__What needs to be done__
Pull out every row below that contains the word "post". Copy each one on its own line.

-- START OF Recorded information --

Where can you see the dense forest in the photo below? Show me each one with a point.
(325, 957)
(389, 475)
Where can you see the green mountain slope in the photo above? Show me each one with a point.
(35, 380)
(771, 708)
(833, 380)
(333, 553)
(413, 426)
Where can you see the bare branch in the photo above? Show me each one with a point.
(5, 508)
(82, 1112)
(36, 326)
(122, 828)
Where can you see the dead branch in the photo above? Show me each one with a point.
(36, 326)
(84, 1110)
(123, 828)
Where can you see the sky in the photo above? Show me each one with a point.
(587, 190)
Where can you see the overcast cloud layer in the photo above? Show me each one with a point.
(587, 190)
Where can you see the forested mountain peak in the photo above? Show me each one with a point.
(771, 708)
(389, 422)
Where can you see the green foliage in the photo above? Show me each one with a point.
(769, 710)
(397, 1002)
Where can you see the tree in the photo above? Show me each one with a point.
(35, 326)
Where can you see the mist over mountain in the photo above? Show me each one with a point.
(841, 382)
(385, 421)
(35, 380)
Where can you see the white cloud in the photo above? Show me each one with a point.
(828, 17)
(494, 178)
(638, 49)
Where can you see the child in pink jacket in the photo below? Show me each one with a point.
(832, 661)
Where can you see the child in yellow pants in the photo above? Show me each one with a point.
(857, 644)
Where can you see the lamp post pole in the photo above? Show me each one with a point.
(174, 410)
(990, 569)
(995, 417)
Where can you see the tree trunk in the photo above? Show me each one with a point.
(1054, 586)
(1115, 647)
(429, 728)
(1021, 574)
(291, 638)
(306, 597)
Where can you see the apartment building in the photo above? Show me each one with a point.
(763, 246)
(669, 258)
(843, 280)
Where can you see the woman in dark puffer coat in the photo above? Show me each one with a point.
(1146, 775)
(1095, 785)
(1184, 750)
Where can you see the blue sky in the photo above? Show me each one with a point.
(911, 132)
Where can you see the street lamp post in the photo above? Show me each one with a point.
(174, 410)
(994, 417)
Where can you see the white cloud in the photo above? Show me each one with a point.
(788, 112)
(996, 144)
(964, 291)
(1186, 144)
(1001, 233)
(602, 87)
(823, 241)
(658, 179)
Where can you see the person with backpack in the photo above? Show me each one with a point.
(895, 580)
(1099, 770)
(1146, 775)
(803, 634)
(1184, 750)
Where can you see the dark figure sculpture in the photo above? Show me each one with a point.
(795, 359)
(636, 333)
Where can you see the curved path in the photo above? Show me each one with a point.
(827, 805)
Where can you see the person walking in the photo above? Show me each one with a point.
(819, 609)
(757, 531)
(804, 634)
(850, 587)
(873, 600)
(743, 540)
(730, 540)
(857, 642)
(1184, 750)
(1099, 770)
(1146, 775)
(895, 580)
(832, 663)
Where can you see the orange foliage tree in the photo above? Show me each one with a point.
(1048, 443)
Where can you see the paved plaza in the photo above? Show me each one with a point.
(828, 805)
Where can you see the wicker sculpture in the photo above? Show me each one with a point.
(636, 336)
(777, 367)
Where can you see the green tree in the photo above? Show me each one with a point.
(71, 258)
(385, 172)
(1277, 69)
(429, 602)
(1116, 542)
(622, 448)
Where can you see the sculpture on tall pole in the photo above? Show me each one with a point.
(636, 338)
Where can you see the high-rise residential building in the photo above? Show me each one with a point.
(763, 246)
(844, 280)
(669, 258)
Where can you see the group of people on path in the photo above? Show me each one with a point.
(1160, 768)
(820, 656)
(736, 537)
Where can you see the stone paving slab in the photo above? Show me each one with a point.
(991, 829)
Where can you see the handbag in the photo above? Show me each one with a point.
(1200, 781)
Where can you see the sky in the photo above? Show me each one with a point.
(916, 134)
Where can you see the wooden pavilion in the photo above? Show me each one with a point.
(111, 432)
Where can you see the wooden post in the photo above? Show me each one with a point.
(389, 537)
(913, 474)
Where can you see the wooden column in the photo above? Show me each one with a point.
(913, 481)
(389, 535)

-- END OF Recorded information --
-- START OF Recorded information --

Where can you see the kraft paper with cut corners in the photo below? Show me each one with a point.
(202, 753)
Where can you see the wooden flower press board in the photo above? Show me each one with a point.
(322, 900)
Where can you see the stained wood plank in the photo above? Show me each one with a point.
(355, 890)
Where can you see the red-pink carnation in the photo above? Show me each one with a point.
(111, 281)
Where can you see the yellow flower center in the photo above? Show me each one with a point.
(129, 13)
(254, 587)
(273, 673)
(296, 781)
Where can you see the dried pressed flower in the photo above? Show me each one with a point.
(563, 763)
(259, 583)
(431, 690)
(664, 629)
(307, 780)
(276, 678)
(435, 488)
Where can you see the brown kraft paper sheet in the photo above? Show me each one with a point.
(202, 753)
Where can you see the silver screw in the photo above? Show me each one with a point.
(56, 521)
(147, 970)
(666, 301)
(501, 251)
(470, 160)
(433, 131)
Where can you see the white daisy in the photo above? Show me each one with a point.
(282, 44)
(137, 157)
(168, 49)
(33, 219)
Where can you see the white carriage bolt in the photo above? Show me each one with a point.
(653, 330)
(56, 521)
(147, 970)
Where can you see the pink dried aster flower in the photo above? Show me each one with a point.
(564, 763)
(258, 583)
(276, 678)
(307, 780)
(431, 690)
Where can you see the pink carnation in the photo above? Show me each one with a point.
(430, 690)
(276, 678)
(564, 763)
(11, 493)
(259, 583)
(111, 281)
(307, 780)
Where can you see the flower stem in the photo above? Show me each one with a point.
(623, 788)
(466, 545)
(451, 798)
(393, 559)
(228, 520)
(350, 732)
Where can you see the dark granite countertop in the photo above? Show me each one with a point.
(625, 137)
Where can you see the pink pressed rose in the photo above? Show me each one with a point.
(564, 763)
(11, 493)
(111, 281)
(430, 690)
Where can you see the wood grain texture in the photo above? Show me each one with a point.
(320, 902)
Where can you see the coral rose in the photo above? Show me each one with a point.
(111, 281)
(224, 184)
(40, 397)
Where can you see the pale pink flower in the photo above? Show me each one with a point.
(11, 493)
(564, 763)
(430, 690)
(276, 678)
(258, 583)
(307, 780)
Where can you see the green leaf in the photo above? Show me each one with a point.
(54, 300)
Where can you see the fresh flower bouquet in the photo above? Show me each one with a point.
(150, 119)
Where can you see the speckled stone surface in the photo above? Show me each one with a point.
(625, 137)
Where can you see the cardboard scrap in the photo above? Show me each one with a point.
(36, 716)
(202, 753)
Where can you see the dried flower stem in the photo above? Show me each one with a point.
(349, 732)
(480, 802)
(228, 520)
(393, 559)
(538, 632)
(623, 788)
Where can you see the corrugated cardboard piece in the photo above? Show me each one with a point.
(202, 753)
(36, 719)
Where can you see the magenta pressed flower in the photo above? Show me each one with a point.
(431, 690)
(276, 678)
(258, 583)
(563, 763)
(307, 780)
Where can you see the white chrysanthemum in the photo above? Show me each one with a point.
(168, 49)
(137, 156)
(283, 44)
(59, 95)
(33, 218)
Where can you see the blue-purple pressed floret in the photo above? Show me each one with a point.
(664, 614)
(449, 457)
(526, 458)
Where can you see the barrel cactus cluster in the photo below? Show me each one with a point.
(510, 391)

-- END OF Recorded information --

__Reply to the exercise__
Where can you see the lamp post pole in the photo above? Show me each one with a point.
Where can you see the street lamp post in the photo above? Show me each one with a point.
Where can you see the wooden post in the photo above? Show me each one with a point.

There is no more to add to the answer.